● Goal
Give again the part of the material that opens with the line containing "of the palm" and closes with the line containing "pixel 200 79", switching "cathedral facade" to "church front" and leaving everything else unchanged.

-- Begin --

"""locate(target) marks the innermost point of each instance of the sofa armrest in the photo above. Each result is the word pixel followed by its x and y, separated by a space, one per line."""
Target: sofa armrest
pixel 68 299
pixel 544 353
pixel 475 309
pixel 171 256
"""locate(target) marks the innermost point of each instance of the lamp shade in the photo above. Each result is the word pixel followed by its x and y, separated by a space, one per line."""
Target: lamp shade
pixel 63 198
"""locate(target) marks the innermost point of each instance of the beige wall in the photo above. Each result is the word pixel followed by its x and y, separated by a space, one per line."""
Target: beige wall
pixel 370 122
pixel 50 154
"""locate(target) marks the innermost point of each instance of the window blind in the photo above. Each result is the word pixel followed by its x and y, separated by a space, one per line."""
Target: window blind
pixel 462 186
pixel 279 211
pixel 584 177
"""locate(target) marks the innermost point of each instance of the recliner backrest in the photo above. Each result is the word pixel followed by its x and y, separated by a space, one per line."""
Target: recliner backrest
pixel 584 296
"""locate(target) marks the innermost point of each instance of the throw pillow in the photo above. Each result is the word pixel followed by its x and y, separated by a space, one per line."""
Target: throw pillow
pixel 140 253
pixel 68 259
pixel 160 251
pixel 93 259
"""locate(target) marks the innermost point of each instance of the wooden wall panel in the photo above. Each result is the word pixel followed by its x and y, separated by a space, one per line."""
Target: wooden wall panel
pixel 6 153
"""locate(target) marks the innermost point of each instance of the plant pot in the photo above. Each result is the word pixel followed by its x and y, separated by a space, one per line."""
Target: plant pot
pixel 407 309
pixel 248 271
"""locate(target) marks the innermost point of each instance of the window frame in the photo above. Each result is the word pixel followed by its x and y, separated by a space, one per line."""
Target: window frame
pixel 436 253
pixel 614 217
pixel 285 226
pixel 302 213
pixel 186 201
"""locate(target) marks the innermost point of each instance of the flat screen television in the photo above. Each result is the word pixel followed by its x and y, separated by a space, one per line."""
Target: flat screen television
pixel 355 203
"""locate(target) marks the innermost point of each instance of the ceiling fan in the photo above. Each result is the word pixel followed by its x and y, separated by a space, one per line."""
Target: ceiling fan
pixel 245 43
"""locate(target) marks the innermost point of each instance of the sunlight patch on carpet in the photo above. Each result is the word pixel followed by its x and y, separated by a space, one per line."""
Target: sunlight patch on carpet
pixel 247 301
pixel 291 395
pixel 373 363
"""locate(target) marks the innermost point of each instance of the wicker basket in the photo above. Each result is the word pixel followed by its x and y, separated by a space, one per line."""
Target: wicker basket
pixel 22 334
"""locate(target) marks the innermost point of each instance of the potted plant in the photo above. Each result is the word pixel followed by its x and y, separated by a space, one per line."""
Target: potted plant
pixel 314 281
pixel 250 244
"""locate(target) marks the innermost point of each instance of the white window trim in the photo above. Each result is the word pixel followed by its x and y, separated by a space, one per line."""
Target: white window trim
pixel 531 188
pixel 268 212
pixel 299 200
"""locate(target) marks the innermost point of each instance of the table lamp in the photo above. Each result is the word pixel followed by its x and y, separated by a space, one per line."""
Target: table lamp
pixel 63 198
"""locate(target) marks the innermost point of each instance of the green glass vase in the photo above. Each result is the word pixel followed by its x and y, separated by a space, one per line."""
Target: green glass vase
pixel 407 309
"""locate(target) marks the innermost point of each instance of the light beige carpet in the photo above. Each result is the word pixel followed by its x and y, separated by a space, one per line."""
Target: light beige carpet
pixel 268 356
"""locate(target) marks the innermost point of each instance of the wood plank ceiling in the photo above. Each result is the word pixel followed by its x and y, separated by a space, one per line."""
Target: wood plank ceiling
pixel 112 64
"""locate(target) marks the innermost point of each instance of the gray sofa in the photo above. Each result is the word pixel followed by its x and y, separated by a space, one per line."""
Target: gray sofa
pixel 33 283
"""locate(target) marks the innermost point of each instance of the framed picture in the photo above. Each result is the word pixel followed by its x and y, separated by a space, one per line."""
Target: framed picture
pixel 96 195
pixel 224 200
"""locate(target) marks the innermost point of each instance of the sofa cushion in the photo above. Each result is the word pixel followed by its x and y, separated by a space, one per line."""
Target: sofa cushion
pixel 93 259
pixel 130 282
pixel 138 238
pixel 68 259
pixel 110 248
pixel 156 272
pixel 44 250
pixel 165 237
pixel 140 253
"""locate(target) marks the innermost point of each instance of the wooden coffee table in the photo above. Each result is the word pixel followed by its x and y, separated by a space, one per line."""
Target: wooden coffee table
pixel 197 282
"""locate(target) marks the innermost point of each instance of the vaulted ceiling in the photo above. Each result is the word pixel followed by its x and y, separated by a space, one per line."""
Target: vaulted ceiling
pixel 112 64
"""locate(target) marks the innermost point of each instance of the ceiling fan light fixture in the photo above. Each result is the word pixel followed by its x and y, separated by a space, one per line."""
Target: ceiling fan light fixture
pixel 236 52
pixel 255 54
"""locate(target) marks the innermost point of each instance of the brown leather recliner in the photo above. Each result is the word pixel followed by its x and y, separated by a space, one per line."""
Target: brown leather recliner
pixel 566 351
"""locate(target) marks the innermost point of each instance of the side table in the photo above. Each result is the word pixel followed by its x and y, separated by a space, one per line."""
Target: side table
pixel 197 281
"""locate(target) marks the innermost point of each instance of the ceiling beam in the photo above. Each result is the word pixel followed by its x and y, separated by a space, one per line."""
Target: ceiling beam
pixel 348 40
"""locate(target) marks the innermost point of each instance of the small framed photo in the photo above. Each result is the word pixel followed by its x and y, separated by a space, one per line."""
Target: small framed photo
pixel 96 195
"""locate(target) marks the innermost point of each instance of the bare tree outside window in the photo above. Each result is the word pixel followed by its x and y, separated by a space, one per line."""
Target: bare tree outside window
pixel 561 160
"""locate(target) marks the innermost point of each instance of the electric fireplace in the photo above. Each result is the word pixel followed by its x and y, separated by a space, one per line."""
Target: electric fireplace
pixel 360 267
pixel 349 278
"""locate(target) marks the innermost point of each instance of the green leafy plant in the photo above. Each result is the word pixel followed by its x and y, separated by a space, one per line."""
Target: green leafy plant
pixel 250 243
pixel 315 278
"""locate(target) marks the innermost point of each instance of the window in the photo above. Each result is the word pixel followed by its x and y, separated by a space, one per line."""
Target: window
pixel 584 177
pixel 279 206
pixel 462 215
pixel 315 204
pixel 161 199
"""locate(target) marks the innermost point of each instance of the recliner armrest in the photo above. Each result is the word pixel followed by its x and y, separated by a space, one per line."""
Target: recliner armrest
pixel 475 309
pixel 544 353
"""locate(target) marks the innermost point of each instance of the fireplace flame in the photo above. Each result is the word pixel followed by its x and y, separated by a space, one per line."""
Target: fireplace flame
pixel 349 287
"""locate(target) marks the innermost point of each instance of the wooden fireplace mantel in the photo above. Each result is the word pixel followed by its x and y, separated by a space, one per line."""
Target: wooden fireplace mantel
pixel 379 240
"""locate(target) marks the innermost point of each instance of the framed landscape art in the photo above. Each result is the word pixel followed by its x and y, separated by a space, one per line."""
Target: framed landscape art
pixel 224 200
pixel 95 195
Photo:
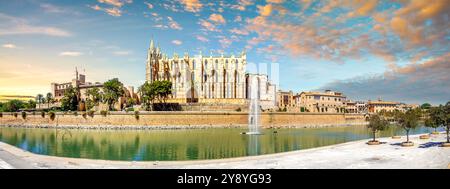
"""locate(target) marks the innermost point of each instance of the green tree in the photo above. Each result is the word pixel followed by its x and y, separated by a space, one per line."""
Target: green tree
pixel 425 106
pixel 13 106
pixel 31 104
pixel 377 123
pixel 113 89
pixel 447 120
pixel 131 101
pixel 49 99
pixel 148 94
pixel 436 117
pixel 408 120
pixel 94 98
pixel 39 99
pixel 163 90
pixel 70 99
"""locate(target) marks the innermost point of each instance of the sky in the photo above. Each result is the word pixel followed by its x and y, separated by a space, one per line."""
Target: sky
pixel 394 50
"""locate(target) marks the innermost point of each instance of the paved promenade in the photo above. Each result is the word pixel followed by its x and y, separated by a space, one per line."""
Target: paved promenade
pixel 426 154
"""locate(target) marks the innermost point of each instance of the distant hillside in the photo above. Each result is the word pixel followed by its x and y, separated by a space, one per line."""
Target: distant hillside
pixel 6 98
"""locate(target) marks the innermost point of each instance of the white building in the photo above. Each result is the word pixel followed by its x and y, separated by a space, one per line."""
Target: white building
pixel 266 90
pixel 203 79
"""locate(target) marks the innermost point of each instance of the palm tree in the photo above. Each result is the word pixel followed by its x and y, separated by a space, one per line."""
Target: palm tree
pixel 435 118
pixel 408 120
pixel 377 123
pixel 49 98
pixel 39 99
pixel 113 89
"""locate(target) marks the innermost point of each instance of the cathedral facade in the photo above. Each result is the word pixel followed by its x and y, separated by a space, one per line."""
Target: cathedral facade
pixel 200 79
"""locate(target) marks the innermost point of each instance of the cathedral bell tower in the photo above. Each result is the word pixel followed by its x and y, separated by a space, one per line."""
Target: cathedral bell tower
pixel 152 64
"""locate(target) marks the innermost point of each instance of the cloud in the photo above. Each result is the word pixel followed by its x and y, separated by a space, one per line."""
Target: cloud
pixel 238 19
pixel 265 10
pixel 70 53
pixel 9 46
pixel 208 25
pixel 16 26
pixel 201 38
pixel 121 53
pixel 275 1
pixel 217 18
pixel 192 5
pixel 51 8
pixel 173 24
pixel 328 31
pixel 177 42
pixel 242 4
pixel 116 3
pixel 225 42
pixel 239 31
pixel 416 83
pixel 149 5
pixel 115 10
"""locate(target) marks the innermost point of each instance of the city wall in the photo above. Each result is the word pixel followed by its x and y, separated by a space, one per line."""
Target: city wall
pixel 184 119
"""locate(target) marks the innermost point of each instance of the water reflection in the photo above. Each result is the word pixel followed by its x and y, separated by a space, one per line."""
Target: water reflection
pixel 179 144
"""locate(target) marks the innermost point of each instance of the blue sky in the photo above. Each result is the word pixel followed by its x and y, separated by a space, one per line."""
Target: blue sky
pixel 318 44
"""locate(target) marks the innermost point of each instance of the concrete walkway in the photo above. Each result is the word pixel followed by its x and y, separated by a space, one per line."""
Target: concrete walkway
pixel 351 155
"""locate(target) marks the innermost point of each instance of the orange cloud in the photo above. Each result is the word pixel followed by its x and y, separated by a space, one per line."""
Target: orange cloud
pixel 217 18
pixel 192 5
pixel 239 31
pixel 208 25
pixel 242 4
pixel 265 10
pixel 275 1
pixel 116 3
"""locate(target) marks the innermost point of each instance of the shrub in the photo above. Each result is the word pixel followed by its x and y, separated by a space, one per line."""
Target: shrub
pixel 91 113
pixel 52 115
pixel 104 113
pixel 136 115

-- End --

● Response to this exercise
"""locate(target) marks the innermost point of each instance of the palm tree in the photo above. Each result is the word pixel followed by its x and y, separated by a space, one per line."""
Target: palm tree
pixel 435 118
pixel 408 120
pixel 377 123
pixel 49 98
pixel 39 99
pixel 113 89
"""locate(target) marks the innermost point of each instance of the church front in the photo above. Each result is the word pixel followed by its x and y, separated by a space, one per line."""
Target: church front
pixel 200 79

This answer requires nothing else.